◆ The task:
Copy every record exactly. Nothing may be skipped.

◆ Records:
▼

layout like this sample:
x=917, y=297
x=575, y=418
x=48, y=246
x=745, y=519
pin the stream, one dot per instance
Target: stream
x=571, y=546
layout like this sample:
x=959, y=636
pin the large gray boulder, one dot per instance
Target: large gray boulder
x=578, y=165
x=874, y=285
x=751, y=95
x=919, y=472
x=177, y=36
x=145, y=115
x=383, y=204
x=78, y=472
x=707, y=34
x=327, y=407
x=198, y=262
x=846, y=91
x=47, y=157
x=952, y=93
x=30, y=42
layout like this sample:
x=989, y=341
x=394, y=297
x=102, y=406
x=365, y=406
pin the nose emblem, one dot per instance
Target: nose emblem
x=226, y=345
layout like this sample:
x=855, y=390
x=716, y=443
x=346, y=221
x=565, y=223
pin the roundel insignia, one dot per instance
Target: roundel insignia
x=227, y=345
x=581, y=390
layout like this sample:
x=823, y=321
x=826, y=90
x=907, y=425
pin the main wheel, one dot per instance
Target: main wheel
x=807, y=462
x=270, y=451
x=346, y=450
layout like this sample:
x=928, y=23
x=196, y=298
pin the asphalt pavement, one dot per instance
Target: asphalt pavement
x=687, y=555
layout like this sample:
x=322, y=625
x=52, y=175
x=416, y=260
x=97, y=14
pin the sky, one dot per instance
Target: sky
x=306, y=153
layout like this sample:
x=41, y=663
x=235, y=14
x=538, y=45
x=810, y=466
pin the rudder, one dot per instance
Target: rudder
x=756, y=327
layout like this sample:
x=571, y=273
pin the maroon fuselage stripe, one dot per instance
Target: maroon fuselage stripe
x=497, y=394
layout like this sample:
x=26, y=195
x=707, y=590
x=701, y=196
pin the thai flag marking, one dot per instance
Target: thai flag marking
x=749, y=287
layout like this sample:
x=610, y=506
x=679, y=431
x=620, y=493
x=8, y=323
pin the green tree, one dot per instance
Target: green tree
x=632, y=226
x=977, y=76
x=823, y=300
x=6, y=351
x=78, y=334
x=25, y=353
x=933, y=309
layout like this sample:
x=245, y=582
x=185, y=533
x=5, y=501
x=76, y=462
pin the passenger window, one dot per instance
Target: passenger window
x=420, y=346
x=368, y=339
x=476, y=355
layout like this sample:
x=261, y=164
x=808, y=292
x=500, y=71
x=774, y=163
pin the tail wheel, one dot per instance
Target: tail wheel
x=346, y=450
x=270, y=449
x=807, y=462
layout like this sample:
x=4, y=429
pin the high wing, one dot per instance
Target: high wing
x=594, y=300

▲

◆ Result:
layout like this sample:
x=917, y=297
x=575, y=418
x=48, y=246
x=745, y=519
pin the stream, one dot per instance
Target: stream
x=571, y=546
layout like this sample:
x=959, y=636
pin the large gray boulder, one dot per instance
Target: large gray boulder
x=578, y=165
x=874, y=285
x=751, y=95
x=919, y=472
x=177, y=36
x=145, y=115
x=383, y=204
x=78, y=472
x=707, y=34
x=327, y=407
x=198, y=262
x=846, y=91
x=47, y=157
x=952, y=93
x=30, y=42
layout like this sample:
x=989, y=341
x=394, y=297
x=102, y=406
x=365, y=406
pin the nose emblem, one dot per instance
Target: nose emblem
x=226, y=345
layout like this sample:
x=855, y=390
x=716, y=443
x=346, y=221
x=565, y=223
pin the roundel insignia, one dot per instance
Target: roundel insignia
x=227, y=345
x=581, y=390
layout like this sample:
x=823, y=321
x=826, y=90
x=907, y=425
pin the main wheel, one dot per instance
Target: main wheel
x=807, y=462
x=270, y=451
x=346, y=450
layout like this sample:
x=928, y=23
x=196, y=298
pin the asphalt pavement, one dot per instance
Target: asphalt pavement
x=687, y=555
layout like this sample:
x=322, y=625
x=52, y=175
x=416, y=260
x=97, y=14
pin the sky, one dot per instance
Target: sky
x=306, y=153
layout like this sample:
x=41, y=663
x=235, y=14
x=538, y=45
x=810, y=466
pin the rudder, one dot per instance
Target: rudder
x=756, y=327
layout like this sample:
x=571, y=273
pin the maroon fuselage stripe, one dot per instance
Target: maroon fuselage stripe
x=497, y=394
layout like this sample:
x=26, y=195
x=707, y=590
x=701, y=196
pin the thai flag marking, one dot per instance
Target: thai flag marking
x=749, y=287
layout like this sample:
x=610, y=506
x=679, y=431
x=620, y=493
x=8, y=323
pin the green tree, one dot per instance
Target: green tree
x=632, y=226
x=977, y=76
x=823, y=300
x=6, y=351
x=78, y=334
x=25, y=353
x=933, y=309
layout like this sample:
x=245, y=582
x=185, y=533
x=5, y=501
x=76, y=462
pin the passenger window, one dot per instance
Target: passenger window
x=420, y=346
x=368, y=339
x=476, y=355
layout like this sample:
x=261, y=164
x=808, y=292
x=500, y=71
x=774, y=163
pin the tail wheel, one dot per instance
Target: tail wheel
x=346, y=450
x=270, y=449
x=807, y=462
layout like this sample:
x=4, y=429
pin the high wing, one dot per instance
Target: high wing
x=594, y=300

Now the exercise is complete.